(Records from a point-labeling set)
· · ·

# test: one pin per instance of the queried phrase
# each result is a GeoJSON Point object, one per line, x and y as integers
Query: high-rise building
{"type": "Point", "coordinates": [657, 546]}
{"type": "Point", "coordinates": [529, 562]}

· · ·

* **GOAL OF THE EXERCISE**: Copy the lines in these rows exactly as they appear.

* **EXERCISE OUTPUT**:
# test: one pin per instance of the queried phrase
# each result is a GeoJSON Point object, one per line, x and y as integers
Query: high-rise building
{"type": "Point", "coordinates": [657, 546]}
{"type": "Point", "coordinates": [529, 562]}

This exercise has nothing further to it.